_Your instructions_.
Present in full each line of the items below that contains the string "dark".

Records
** Start **

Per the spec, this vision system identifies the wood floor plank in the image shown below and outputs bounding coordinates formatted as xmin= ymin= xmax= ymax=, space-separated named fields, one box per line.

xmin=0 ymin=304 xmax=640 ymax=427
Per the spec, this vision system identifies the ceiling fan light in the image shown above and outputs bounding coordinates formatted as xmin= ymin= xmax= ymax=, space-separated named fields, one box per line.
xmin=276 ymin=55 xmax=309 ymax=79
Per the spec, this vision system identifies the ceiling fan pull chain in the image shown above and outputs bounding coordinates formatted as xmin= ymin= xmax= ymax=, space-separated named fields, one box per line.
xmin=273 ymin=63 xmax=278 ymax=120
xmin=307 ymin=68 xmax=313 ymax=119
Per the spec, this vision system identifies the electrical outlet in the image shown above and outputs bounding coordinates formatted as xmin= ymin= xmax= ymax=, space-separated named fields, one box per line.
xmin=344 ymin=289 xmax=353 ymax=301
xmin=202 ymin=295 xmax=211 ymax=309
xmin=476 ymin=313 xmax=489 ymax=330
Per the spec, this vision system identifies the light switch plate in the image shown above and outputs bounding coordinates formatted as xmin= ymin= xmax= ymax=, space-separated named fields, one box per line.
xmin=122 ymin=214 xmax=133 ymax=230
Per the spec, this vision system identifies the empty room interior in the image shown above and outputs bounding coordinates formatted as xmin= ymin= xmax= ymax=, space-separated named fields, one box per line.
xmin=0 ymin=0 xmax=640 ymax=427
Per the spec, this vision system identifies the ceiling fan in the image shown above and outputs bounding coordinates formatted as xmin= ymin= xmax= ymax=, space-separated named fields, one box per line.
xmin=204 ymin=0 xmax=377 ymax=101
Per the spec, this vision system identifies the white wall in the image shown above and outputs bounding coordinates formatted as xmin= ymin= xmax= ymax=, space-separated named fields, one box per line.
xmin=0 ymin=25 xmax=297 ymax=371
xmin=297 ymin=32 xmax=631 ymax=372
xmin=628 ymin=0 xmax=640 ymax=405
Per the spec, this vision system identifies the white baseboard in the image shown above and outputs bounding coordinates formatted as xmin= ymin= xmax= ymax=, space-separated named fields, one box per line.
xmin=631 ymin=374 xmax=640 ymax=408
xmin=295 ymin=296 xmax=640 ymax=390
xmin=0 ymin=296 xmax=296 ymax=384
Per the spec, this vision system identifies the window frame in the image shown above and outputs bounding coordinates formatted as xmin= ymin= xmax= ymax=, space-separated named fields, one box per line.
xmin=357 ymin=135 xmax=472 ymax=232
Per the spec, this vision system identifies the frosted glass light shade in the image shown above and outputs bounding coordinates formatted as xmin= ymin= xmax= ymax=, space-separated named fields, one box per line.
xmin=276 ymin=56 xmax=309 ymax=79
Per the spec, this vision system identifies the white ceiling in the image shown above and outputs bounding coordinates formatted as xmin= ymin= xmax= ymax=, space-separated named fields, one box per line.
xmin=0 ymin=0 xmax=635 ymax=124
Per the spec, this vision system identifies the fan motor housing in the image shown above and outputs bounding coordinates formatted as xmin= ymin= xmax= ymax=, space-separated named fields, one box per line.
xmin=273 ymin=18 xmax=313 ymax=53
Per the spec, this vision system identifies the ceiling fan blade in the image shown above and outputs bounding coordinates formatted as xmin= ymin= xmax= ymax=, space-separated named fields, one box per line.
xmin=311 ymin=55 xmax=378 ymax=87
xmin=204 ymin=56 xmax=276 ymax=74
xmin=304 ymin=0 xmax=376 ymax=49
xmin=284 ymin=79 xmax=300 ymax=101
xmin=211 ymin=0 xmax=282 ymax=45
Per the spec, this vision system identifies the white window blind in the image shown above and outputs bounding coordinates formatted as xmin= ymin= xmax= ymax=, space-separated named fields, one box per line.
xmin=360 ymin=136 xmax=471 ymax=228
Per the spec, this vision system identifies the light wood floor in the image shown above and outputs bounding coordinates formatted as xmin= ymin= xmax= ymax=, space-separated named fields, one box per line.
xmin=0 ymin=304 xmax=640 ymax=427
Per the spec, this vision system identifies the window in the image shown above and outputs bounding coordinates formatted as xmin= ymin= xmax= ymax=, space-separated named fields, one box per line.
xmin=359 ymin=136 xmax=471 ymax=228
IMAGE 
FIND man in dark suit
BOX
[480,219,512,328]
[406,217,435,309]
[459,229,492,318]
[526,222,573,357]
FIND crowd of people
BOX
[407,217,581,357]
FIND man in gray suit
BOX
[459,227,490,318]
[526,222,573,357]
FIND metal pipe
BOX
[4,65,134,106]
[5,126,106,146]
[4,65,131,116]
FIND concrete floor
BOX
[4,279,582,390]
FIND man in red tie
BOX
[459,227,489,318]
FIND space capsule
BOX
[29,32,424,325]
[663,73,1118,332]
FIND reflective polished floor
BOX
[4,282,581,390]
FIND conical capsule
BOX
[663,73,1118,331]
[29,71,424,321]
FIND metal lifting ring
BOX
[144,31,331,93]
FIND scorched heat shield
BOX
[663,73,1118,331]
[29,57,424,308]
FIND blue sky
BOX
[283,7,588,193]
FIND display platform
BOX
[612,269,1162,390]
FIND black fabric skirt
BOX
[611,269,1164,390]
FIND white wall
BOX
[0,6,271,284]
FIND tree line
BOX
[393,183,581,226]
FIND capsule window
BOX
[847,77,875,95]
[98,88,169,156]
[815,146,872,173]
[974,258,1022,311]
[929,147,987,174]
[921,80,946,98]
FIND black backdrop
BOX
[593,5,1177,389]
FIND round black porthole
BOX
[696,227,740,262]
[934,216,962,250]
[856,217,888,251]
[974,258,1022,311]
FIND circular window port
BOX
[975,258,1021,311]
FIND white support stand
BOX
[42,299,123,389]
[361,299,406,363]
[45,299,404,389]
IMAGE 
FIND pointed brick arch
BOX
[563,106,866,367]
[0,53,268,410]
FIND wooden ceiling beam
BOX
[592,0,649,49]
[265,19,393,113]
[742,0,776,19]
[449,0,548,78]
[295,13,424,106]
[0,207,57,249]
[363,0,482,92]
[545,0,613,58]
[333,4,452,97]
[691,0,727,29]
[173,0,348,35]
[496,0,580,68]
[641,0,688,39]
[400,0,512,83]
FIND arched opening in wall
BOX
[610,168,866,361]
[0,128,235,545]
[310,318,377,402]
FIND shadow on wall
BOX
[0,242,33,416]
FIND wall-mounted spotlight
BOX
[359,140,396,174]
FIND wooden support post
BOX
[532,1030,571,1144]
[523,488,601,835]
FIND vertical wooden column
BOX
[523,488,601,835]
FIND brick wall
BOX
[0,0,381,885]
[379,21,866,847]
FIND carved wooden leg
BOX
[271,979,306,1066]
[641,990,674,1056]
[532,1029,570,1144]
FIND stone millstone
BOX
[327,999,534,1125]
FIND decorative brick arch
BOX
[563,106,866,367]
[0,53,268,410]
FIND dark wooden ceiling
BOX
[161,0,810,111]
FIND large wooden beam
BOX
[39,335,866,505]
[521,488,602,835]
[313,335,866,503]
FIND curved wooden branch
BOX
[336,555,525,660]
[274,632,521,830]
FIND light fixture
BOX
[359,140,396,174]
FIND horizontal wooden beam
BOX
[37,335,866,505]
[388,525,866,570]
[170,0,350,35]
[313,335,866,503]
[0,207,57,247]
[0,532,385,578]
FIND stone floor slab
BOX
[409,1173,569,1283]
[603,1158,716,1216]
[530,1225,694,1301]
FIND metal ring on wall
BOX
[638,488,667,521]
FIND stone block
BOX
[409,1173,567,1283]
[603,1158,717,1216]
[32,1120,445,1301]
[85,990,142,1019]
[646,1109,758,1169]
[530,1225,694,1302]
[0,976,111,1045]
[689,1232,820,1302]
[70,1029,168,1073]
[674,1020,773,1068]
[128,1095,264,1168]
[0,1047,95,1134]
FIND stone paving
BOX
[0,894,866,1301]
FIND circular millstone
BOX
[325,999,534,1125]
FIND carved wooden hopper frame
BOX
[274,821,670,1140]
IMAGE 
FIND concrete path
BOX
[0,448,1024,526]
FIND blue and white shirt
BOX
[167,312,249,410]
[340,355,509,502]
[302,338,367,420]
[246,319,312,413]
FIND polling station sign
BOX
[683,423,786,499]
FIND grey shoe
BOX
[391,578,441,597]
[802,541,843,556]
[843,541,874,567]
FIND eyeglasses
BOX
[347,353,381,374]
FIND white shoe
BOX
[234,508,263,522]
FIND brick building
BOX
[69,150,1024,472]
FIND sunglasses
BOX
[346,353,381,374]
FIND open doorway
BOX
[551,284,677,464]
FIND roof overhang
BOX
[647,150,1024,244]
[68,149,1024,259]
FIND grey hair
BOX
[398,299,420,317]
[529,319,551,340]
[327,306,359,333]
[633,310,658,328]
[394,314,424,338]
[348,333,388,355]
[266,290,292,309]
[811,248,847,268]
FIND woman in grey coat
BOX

** End **

_Result of the task_.
FIND man in dark suit
FIND dark wooden ceiling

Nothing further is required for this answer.